■ To be done
Starting from the line that contains "Target: backpack", reproduce each line exactly through the end of the material, and include no other lines.

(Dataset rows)
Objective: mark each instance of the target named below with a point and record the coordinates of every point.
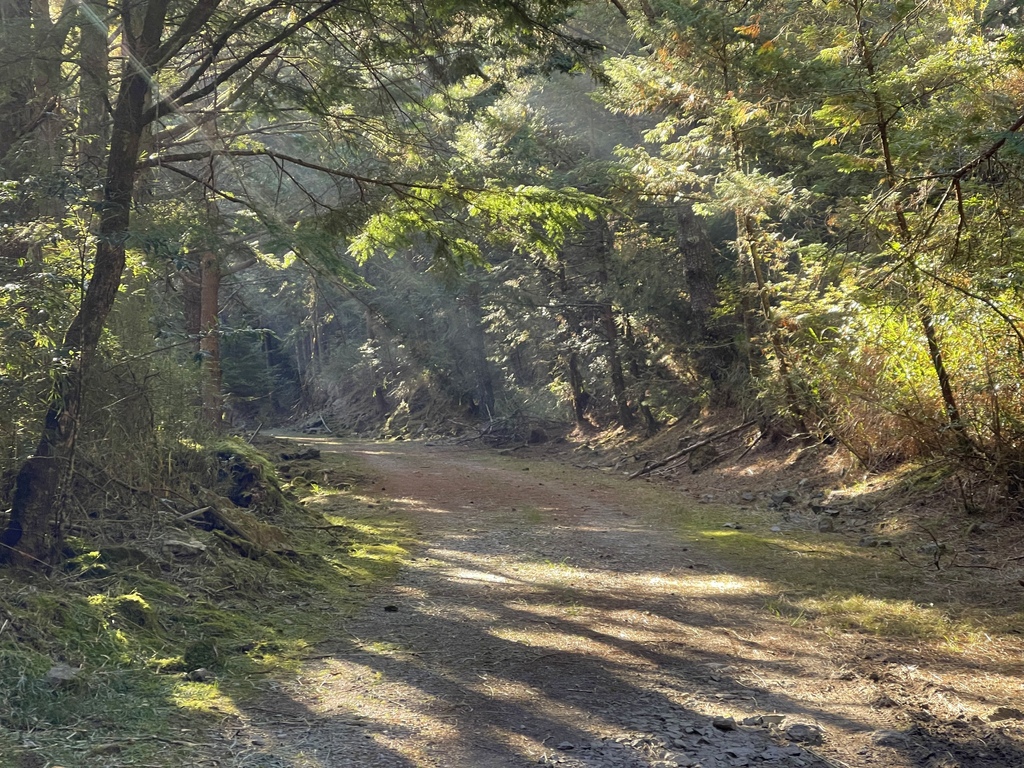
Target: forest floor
(556, 612)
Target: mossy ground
(129, 630)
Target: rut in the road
(549, 623)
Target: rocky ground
(551, 619)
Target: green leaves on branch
(458, 222)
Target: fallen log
(648, 468)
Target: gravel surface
(548, 622)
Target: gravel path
(550, 619)
(545, 622)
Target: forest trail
(549, 617)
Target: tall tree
(181, 67)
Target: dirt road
(550, 619)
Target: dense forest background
(411, 218)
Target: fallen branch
(689, 449)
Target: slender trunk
(478, 348)
(93, 89)
(578, 387)
(209, 344)
(30, 536)
(607, 314)
(774, 335)
(922, 306)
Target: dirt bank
(554, 615)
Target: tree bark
(607, 315)
(209, 343)
(31, 536)
(478, 348)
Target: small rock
(202, 675)
(870, 541)
(805, 734)
(177, 548)
(1006, 713)
(60, 675)
(889, 738)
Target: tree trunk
(478, 348)
(607, 315)
(578, 386)
(209, 344)
(30, 537)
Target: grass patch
(820, 580)
(94, 659)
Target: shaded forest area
(506, 220)
(424, 219)
(413, 220)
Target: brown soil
(550, 617)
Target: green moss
(133, 631)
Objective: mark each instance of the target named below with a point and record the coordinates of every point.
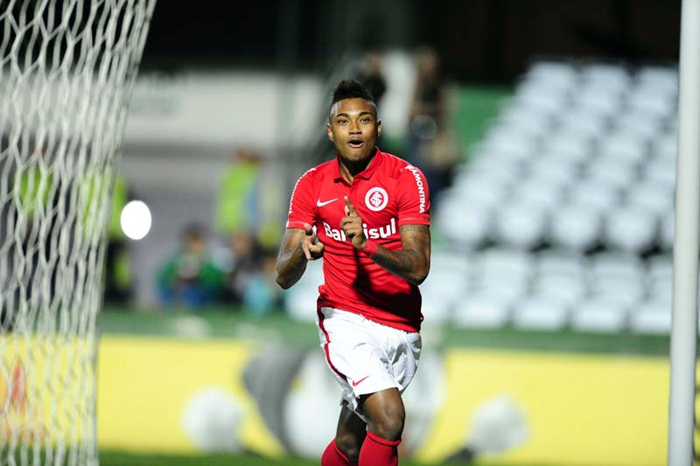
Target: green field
(122, 459)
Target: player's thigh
(384, 407)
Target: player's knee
(388, 423)
(349, 445)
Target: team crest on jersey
(376, 199)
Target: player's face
(354, 129)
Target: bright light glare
(136, 220)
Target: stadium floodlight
(684, 328)
(67, 68)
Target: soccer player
(366, 213)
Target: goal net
(66, 72)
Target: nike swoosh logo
(355, 384)
(321, 204)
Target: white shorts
(364, 356)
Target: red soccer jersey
(389, 193)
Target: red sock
(377, 451)
(334, 457)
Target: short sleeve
(301, 205)
(413, 197)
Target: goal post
(67, 68)
(684, 331)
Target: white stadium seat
(539, 313)
(600, 315)
(580, 159)
(521, 225)
(652, 318)
(631, 229)
(576, 227)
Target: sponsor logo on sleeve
(291, 200)
(420, 185)
(371, 233)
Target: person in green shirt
(190, 277)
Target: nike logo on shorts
(321, 204)
(355, 384)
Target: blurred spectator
(242, 202)
(262, 294)
(432, 140)
(240, 264)
(118, 279)
(190, 277)
(237, 202)
(372, 75)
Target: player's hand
(312, 247)
(351, 225)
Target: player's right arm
(299, 244)
(297, 248)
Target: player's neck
(348, 170)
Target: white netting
(66, 73)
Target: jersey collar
(364, 174)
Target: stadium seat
(667, 231)
(652, 318)
(631, 229)
(618, 172)
(539, 313)
(654, 197)
(576, 227)
(595, 194)
(482, 310)
(565, 289)
(599, 315)
(522, 225)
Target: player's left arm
(412, 261)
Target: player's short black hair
(352, 89)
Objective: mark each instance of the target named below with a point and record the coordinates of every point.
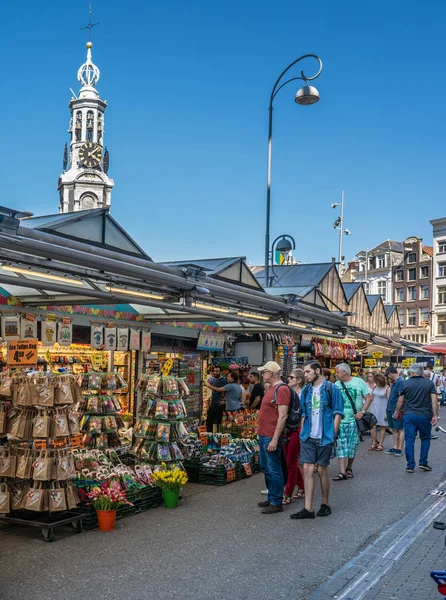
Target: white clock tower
(85, 183)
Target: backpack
(294, 409)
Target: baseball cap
(390, 370)
(270, 366)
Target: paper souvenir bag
(57, 499)
(48, 333)
(24, 465)
(5, 499)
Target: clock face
(90, 154)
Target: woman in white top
(378, 407)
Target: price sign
(22, 353)
(370, 362)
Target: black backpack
(294, 409)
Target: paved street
(218, 545)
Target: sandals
(300, 494)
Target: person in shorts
(322, 412)
(395, 425)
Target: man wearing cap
(396, 425)
(272, 418)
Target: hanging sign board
(22, 353)
(370, 362)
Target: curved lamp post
(306, 96)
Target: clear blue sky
(187, 85)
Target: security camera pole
(339, 225)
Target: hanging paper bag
(57, 499)
(48, 333)
(123, 339)
(146, 341)
(28, 328)
(110, 338)
(65, 333)
(10, 328)
(97, 336)
(135, 339)
(5, 499)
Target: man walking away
(272, 418)
(419, 401)
(395, 425)
(215, 410)
(322, 411)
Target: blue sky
(188, 84)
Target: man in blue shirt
(396, 425)
(215, 410)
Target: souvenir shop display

■ Final result
Target: backpack
(294, 409)
Target: baseball cap
(390, 370)
(270, 366)
Target: paper souvenir bag
(57, 499)
(48, 333)
(24, 465)
(5, 499)
Target: clock face
(90, 154)
Target: woman in white top
(378, 407)
Target: price sign
(22, 353)
(370, 362)
Target: black backpack
(294, 409)
Target: paved street
(218, 545)
Target: sandals
(300, 494)
Target: person in shorts
(322, 412)
(395, 425)
Target: man wearing cap
(396, 425)
(272, 418)
Target: hanging sign board
(22, 353)
(370, 362)
Target: curved lamp post
(306, 96)
Target: clear blue sky
(187, 85)
Target: security camera pole
(339, 225)
Target: hanging paper bag
(57, 499)
(48, 333)
(123, 339)
(146, 341)
(28, 328)
(110, 338)
(65, 333)
(10, 328)
(97, 336)
(135, 339)
(5, 499)
Target: man walking away
(272, 418)
(419, 401)
(395, 425)
(215, 410)
(322, 411)
Target: blue sky
(188, 84)
Target: man in blue shirt
(396, 425)
(215, 410)
Target: souvenir shop display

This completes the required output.